Structured comparison reports for tabular data in Python — modeled on SAS PROC COMPARE.
Project description
proccompy
Structured comparison reports for tabular data in Python.
If you've ever needed to prove that two DataFrames hold the same data — after a pipeline rewrite, between source and ETL output, across a database migration, or in a daily regression check — you've probably found that pandas.DataFrame.compare() shows you cell-level diffs, assert_frame_equal gives you pass/fail, and neither tells you the thing you actually want to know: where do they differ, by how much, in which direction, and does it matter?
proccompy produces a structured diagnostic report that answers those questions in the order you'd ask them. It's modeled on SAS PROC COMPARE — a 40-year-old procedure that data analysts trust because it makes "what changed?" a 30-second scan instead of an afternoon of investigation.
import polars as pl
import proccompy as pc
from proccompy import T
base = pl.read_parquet("production.parquet")
rewrite = pl.read_parquet("new_implementation.parquet")
result = pc.compare(
base, rewrite,
id_columns="account_id",
tolerances={
"dollar_amount": T.absolute(0.01), # rounding-level diffs are OK
"rate": T.percent(0.001), # but >0.1% relative is not
},
)
result.to_lst("validation.lst") # SAS-style listing for archival / review
result.assert_matches() # raises AssertionError if they don't — for CI
Why this exists
The Python ecosystem has many ways to find differences between two DataFrames. What it doesn't have is a structured report that helps you interpret them.
pandas.DataFrame.compare()returns a multi-index DataFrame of cell-level diffs. No summary, no row-presence breakdown, no statistics.pandas.testing.assert_frame_equalraises on first difference. Tells you something is wrong, not what.datacompyhas a report, but it's a flat text dump optimized for a single screen. No per-column difference statistics, no SAS conventions, no.lstoutput, no streaming/out-of-core support.- Schema-validation tools (Great Expectations, Pandera) check one frame against rules. They don't compare two frames.
The result: every team building a data pipeline ends up writing their own ad-hoc comparison script. That script's report is always a little worse than PROC COMPARE's because PROC COMPARE has had four decades of refinement.

*WHAT TO WORK ON*
1/ Repeat word for word the part of the proccompy project description starting with "Structured comparison reports for tabular data in Python —" and going on through "data in Python.".
2/ According to the proccompy project description, why does a team's ad-hoc comparison script always produce a report a little worse than PROC COMPARE's?
The records that come next are separate material, unrelated to the proccompy description.

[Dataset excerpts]
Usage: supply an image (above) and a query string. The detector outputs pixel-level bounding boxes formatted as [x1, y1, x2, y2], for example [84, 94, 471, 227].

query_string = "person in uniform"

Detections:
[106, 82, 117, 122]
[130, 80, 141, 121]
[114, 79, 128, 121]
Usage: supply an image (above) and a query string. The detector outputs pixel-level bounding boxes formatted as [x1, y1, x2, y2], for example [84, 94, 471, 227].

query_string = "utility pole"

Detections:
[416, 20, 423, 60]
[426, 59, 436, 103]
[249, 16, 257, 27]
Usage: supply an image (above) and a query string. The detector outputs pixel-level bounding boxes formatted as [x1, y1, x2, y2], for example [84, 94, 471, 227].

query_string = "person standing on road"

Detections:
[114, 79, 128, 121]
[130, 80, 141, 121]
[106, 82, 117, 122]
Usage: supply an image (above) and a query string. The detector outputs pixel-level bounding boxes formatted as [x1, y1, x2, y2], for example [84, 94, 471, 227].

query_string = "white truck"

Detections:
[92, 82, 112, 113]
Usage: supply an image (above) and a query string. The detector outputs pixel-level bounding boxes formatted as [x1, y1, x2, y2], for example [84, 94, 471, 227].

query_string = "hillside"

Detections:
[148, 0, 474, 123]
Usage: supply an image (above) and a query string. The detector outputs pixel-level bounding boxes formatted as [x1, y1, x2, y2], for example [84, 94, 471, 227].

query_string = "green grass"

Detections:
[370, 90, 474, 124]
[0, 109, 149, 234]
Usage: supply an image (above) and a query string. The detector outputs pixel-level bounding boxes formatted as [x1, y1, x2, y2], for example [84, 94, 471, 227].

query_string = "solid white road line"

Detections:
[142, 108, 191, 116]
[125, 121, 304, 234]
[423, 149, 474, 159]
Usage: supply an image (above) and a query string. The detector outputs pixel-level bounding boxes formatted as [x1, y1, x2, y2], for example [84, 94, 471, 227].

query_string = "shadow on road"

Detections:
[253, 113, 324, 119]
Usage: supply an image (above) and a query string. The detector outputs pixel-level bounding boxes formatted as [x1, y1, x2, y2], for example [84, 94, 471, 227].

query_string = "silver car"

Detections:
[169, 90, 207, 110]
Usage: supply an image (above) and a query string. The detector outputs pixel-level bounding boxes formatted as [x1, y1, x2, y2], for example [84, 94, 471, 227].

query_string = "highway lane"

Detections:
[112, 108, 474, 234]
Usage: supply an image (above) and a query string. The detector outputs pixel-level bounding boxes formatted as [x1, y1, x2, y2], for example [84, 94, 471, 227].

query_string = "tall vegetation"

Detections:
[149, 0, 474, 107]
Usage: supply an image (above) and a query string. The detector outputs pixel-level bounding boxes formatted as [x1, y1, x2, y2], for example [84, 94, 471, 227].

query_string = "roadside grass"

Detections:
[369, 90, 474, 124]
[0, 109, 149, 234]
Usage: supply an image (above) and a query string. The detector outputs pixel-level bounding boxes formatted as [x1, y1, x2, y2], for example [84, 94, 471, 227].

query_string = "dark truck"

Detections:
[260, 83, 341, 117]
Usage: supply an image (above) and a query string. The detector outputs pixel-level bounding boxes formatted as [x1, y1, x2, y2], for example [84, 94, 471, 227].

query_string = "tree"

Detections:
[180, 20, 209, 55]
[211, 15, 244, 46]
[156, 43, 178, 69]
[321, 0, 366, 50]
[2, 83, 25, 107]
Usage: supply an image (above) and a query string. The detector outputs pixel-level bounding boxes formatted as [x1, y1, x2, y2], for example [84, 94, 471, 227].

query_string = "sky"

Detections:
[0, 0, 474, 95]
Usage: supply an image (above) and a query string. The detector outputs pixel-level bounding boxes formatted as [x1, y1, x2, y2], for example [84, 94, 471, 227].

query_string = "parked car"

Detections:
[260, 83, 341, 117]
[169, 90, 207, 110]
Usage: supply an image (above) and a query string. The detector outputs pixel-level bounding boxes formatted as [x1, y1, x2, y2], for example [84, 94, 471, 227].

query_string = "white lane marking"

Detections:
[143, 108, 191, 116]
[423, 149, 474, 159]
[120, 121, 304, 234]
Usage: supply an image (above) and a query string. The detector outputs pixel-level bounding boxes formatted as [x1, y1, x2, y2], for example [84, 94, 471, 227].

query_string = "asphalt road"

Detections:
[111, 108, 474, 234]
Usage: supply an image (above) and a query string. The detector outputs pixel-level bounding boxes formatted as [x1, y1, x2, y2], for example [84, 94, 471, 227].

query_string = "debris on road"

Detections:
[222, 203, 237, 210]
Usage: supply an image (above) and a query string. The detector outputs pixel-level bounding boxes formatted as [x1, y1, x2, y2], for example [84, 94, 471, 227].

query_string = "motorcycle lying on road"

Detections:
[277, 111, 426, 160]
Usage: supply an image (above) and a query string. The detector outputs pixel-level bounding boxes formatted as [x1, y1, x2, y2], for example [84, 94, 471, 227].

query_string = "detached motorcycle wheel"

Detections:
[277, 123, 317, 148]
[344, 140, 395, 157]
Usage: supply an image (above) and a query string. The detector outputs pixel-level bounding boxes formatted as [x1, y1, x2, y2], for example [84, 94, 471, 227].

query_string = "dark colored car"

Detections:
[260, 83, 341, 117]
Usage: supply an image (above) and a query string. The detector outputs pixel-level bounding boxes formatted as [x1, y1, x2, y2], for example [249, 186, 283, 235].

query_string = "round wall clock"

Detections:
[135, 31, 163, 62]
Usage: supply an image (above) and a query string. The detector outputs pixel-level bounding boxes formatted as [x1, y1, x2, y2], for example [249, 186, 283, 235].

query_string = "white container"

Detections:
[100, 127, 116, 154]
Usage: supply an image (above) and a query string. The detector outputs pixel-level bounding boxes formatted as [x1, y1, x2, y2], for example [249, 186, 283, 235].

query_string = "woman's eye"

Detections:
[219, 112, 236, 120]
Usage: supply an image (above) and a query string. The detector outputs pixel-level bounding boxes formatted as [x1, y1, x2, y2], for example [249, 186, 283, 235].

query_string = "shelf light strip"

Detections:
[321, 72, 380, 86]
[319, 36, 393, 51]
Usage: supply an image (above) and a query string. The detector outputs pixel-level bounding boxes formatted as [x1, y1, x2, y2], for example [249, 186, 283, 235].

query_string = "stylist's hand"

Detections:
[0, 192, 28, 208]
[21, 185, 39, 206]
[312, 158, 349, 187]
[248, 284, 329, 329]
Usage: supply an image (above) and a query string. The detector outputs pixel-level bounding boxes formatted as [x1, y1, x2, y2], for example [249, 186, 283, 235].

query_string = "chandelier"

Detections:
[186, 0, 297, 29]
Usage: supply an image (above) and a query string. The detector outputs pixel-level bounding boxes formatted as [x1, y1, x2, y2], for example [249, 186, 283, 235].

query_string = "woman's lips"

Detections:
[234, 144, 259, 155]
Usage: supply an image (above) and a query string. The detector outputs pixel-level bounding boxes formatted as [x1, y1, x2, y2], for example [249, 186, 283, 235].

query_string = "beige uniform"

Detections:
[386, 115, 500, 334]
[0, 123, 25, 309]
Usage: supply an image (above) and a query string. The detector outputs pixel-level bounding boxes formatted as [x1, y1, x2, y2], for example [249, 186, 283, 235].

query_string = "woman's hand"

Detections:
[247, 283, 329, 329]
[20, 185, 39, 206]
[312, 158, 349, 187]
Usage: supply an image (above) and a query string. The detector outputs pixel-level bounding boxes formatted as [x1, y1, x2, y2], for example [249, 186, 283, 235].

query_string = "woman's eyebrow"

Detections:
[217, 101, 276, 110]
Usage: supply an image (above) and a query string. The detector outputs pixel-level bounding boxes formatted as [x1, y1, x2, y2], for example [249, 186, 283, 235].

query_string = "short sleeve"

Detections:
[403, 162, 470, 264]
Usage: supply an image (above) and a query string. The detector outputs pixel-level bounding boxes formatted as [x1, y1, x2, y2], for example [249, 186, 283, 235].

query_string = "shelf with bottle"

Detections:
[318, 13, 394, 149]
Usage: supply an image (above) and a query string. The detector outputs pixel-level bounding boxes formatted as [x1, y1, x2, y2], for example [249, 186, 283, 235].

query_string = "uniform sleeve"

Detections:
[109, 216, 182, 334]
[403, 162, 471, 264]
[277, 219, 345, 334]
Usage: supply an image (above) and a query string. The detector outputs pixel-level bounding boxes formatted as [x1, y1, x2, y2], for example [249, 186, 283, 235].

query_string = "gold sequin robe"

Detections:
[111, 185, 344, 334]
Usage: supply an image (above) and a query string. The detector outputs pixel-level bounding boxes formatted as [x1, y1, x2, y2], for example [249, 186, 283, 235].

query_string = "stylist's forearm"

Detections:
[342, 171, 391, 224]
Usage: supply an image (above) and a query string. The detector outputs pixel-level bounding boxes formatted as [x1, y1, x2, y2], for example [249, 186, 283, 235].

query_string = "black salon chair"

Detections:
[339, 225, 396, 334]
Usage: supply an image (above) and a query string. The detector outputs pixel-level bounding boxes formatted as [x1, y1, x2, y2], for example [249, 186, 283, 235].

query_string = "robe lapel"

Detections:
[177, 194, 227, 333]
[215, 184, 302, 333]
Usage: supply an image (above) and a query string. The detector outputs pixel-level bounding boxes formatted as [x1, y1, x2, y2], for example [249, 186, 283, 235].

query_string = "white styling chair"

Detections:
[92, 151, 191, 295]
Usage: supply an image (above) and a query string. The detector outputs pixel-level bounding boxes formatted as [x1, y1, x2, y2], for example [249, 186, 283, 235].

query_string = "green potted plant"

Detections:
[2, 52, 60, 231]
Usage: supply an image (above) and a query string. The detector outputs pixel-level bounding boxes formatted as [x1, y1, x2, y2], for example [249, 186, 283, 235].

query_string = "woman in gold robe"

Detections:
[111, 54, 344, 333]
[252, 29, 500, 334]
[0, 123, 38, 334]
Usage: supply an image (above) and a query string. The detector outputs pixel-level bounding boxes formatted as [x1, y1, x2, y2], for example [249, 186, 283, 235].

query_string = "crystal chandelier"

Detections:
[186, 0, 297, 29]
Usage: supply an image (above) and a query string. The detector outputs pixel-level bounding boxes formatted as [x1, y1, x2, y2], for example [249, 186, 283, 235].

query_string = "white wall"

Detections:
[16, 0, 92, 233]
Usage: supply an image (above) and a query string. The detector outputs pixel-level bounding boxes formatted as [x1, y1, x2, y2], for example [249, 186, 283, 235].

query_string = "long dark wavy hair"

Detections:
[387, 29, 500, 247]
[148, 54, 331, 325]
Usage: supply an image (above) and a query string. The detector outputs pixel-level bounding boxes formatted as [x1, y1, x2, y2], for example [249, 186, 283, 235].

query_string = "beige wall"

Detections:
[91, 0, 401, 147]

==

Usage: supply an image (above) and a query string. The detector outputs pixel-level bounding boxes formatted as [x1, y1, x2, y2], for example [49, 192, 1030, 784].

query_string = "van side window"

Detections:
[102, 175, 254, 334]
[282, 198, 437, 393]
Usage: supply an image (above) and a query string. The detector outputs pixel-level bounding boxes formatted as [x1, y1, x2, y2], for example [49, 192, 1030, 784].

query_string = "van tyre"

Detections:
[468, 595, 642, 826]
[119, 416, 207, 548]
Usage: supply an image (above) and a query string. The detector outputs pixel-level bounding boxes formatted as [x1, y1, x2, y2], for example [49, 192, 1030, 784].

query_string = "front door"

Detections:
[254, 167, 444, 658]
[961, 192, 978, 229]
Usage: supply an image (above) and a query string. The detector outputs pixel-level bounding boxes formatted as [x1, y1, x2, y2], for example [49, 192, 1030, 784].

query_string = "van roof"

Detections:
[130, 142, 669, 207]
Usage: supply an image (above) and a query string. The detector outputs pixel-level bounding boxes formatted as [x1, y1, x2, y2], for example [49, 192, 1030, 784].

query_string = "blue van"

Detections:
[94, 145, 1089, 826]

==

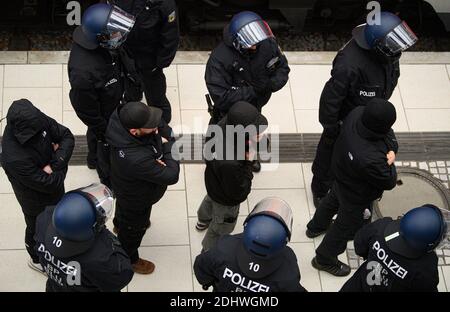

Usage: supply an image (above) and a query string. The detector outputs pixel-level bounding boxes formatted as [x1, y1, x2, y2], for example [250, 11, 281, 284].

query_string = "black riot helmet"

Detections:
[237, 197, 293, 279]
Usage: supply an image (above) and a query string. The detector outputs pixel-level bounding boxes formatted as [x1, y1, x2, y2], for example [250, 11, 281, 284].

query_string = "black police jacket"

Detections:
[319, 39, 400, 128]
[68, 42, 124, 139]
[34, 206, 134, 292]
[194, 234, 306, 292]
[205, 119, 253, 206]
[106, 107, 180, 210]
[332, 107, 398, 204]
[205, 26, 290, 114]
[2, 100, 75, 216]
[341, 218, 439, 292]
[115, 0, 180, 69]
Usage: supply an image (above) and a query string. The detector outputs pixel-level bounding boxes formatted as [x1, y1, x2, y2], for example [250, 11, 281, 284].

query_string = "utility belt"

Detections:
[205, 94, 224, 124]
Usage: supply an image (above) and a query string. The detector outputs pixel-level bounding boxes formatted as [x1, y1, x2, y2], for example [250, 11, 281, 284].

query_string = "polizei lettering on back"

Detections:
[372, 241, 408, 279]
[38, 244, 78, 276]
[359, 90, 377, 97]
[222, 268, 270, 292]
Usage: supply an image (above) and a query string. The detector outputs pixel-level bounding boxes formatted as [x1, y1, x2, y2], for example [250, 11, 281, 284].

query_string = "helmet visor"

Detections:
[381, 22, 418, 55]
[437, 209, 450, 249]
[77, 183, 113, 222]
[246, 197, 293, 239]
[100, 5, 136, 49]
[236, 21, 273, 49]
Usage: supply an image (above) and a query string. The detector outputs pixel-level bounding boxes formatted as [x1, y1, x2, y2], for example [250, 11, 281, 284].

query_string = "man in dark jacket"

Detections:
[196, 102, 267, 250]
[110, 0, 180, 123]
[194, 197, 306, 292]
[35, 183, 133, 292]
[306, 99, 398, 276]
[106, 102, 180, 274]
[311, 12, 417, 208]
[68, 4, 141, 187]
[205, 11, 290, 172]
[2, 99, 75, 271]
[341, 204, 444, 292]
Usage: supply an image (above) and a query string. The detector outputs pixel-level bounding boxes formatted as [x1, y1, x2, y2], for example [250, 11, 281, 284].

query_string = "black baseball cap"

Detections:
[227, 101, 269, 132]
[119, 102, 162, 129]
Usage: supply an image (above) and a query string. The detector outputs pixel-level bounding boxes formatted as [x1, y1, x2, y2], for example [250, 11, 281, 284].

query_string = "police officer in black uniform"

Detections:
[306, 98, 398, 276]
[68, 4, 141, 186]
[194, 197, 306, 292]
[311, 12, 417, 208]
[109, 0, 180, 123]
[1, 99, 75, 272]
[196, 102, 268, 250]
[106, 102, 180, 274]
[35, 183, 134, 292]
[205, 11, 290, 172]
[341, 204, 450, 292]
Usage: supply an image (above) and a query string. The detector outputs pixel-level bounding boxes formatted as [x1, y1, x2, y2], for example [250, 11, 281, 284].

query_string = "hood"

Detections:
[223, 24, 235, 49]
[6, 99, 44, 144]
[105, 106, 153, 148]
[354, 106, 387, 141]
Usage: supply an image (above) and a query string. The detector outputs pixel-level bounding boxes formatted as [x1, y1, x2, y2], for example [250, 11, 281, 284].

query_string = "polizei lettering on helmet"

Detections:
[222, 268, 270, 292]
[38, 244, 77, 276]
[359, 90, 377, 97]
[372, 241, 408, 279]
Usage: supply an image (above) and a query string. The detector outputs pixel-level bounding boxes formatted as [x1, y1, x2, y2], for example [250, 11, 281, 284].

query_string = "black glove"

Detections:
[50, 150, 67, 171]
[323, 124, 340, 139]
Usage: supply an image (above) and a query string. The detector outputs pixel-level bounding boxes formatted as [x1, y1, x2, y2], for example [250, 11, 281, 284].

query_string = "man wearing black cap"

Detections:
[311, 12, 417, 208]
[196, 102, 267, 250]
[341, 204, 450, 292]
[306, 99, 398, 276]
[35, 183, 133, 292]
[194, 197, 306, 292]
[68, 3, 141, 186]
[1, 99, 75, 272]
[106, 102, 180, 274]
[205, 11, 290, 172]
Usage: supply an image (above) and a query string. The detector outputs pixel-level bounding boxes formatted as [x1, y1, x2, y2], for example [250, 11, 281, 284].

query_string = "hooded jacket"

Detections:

*EXERCISE SOLUTIONS*
1/
Structured comparison reports for tabular data in Python — modeled on SAS PROC COMPARE.
Project description
proccompy
Structured comparison reports for tabular data in Python.

2/ PROC COMPARE has had four decades of refinement. Teams that write their own ad-hoc comparison scripts don't have that history behind them.